## TASK BRIEF:
Please copy the records word for word, from their first line through the line holding "(1107, 416)", inclusive.

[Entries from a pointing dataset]
══════════
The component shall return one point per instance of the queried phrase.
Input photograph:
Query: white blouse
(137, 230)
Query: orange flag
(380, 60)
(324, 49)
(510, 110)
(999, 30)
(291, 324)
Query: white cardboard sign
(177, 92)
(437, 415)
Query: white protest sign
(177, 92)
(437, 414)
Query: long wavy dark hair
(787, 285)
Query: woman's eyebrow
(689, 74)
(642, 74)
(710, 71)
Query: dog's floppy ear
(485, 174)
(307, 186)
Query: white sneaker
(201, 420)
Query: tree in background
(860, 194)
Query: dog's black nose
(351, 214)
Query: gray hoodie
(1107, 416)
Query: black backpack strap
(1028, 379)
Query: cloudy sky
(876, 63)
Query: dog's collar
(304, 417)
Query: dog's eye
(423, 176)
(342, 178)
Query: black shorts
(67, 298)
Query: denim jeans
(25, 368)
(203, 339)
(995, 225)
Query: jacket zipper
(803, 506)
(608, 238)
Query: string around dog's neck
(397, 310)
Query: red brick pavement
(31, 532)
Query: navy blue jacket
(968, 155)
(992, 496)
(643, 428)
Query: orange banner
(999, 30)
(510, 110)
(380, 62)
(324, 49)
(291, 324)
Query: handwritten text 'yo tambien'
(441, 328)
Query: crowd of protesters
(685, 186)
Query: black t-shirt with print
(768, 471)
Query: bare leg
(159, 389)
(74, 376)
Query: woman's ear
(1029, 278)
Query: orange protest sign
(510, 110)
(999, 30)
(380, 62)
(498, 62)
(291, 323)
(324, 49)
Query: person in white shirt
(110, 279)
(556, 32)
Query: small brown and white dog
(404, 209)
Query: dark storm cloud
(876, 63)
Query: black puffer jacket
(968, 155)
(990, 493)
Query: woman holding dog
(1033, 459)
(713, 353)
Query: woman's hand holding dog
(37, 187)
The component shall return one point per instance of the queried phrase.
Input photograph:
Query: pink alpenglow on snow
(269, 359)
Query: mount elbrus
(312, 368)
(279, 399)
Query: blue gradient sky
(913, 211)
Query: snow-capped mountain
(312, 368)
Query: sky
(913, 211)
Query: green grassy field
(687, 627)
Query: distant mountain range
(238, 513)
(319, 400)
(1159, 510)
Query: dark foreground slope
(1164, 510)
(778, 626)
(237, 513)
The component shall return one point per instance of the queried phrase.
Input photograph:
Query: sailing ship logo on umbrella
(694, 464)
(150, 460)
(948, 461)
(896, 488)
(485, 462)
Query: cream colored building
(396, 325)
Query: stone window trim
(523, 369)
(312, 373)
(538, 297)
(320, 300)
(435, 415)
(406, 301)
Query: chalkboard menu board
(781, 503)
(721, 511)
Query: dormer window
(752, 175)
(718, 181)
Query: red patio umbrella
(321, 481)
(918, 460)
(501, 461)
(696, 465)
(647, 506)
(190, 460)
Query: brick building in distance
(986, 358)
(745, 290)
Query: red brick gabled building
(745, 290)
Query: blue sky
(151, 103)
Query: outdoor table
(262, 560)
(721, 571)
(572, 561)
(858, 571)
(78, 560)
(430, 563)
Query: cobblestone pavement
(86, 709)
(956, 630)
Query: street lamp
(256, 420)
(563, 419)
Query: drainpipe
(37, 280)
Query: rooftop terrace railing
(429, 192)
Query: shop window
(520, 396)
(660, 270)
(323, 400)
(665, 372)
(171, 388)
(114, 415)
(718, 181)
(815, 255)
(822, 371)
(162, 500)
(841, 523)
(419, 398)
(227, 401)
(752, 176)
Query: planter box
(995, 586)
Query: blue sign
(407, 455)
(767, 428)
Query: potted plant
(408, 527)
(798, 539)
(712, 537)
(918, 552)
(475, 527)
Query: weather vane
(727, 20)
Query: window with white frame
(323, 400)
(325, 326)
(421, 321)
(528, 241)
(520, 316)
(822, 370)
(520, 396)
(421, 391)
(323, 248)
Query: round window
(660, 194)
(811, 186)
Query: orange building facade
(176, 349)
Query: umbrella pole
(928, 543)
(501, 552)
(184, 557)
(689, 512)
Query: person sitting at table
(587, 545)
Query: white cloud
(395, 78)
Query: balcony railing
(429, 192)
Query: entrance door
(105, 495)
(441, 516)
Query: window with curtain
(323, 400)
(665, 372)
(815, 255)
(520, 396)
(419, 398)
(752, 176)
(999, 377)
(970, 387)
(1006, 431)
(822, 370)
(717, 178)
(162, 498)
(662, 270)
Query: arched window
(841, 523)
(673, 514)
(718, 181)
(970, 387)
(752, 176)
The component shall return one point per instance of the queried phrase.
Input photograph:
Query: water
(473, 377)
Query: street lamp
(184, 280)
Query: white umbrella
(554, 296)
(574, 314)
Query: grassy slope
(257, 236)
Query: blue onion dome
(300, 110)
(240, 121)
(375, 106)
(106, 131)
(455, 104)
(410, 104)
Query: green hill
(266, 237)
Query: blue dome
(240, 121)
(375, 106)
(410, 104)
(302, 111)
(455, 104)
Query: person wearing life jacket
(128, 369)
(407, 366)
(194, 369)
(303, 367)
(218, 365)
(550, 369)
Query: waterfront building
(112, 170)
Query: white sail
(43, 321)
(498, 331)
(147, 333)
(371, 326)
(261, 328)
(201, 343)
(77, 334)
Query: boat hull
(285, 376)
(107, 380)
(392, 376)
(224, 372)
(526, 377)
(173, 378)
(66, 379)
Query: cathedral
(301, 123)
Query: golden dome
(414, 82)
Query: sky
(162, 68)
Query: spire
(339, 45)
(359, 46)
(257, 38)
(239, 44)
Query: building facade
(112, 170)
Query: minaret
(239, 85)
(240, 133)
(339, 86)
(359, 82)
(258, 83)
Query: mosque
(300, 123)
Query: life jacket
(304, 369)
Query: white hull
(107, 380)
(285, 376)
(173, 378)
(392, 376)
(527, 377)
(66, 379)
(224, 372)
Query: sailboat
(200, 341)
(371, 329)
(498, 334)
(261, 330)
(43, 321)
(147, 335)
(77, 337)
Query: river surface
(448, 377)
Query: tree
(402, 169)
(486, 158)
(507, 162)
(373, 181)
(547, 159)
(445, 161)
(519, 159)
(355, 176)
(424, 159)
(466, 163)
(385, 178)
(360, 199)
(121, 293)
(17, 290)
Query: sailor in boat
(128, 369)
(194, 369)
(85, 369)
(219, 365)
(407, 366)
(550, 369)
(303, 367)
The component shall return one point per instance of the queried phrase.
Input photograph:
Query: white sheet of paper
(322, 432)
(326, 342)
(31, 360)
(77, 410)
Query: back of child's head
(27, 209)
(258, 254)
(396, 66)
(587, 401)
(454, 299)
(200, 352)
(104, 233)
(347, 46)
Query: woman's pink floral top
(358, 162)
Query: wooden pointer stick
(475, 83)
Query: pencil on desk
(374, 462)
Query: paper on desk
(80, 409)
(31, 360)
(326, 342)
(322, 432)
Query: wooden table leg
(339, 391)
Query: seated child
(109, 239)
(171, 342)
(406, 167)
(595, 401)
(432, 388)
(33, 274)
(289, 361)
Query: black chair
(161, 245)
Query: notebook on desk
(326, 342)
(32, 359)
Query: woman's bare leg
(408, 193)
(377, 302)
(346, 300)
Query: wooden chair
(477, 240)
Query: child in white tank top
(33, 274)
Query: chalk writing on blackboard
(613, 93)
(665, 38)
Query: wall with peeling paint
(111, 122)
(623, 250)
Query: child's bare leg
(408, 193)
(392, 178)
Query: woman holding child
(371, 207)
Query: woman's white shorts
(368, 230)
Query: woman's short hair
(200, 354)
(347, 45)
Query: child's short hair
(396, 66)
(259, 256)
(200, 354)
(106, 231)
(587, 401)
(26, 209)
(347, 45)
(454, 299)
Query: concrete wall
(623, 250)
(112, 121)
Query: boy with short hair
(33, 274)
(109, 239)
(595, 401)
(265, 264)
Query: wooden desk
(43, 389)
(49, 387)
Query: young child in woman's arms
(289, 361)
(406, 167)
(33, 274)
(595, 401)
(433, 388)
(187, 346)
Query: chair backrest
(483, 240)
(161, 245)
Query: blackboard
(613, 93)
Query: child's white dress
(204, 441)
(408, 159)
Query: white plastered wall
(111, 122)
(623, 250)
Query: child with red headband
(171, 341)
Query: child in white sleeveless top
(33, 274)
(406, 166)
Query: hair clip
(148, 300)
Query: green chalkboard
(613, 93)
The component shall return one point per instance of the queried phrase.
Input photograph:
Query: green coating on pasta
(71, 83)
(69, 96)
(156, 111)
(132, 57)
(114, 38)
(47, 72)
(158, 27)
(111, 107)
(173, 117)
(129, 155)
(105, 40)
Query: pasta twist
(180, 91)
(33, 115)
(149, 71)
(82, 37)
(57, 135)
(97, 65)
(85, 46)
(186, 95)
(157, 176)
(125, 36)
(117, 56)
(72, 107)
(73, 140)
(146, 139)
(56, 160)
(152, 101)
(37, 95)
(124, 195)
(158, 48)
══════════
## RESULT FOR THIS EXERCISE:
The component shall return one point per instance of the queried phrase.
Input photograph:
Query: white blouse
(137, 230)
Query: orange flag
(380, 60)
(324, 49)
(510, 110)
(999, 30)
(291, 324)
Query: white cardboard sign
(177, 92)
(437, 415)
Query: white protest sign
(177, 92)
(437, 414)
Query: long wavy dark hair
(787, 285)
Query: woman's eyebrow
(689, 74)
(642, 74)
(710, 71)
Query: dog's floppy ear
(485, 174)
(307, 186)
Query: white sneaker
(201, 420)
Query: tree in background
(860, 194)
Query: dog's black nose
(351, 214)
Query: gray hoodie
(1107, 416)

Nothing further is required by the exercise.